Task item:
Starting with the line that contains "point: overcast sky" and stopping after the line that contains "Target: police uniform shirt", return each line below exactly as written, with no others.

Dataset entries
*-*-*
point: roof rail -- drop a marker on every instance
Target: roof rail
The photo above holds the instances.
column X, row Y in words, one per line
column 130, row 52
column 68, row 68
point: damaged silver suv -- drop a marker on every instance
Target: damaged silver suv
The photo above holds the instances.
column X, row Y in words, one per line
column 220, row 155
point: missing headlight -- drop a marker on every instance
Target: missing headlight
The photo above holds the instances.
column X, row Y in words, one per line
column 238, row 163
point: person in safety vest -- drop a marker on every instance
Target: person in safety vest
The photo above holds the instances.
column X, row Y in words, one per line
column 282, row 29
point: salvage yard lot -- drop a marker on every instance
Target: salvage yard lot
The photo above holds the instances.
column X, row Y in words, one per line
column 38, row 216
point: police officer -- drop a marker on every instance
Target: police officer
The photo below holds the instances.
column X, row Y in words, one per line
*-*-*
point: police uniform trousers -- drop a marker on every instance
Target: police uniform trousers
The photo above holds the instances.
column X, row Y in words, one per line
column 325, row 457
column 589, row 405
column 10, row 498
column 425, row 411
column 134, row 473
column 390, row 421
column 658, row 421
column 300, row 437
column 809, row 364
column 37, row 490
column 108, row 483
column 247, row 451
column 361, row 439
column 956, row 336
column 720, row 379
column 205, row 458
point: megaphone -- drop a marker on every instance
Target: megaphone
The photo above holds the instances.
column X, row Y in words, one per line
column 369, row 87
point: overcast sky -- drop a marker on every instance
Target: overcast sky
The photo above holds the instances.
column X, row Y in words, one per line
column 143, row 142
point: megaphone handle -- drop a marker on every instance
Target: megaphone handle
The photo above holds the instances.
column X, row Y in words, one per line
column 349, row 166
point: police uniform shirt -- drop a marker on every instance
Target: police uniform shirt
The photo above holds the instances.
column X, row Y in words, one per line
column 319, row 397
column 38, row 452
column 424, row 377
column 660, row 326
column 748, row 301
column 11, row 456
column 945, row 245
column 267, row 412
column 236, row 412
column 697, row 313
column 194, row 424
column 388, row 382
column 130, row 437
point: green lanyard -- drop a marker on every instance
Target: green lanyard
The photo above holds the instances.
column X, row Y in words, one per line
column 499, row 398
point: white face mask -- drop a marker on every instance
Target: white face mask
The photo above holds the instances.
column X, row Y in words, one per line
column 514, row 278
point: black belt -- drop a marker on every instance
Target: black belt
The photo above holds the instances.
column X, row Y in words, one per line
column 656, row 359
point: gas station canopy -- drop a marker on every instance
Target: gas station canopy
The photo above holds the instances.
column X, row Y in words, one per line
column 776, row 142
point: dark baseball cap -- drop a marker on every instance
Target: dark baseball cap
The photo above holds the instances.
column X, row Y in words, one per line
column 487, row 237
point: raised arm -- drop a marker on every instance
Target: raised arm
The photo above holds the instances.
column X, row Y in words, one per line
*-*-*
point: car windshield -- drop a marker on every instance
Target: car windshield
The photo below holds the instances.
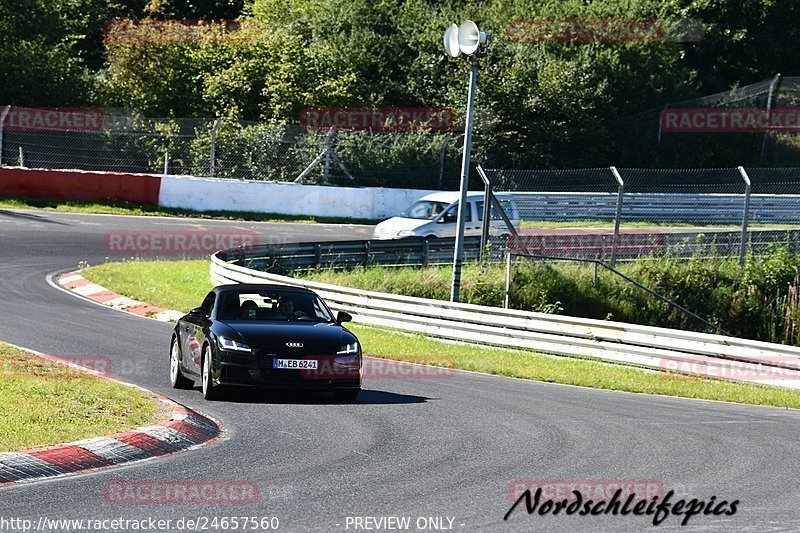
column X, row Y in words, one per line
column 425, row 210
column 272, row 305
*-*-*
Solution for this problem:
point: overcast sky -- drop a marker on every instance
Target: overcast sky
The photo above holds the instances.
column X, row Y in words, one per line
column 143, row 142
point: megaphone handle -- drop a marker on every instance
Target: megaphone handle
The photo above holds the instances.
column X, row Y in words, one per line
column 349, row 166
point: police uniform shirt -- drop a marker on every instance
Target: police uniform shirt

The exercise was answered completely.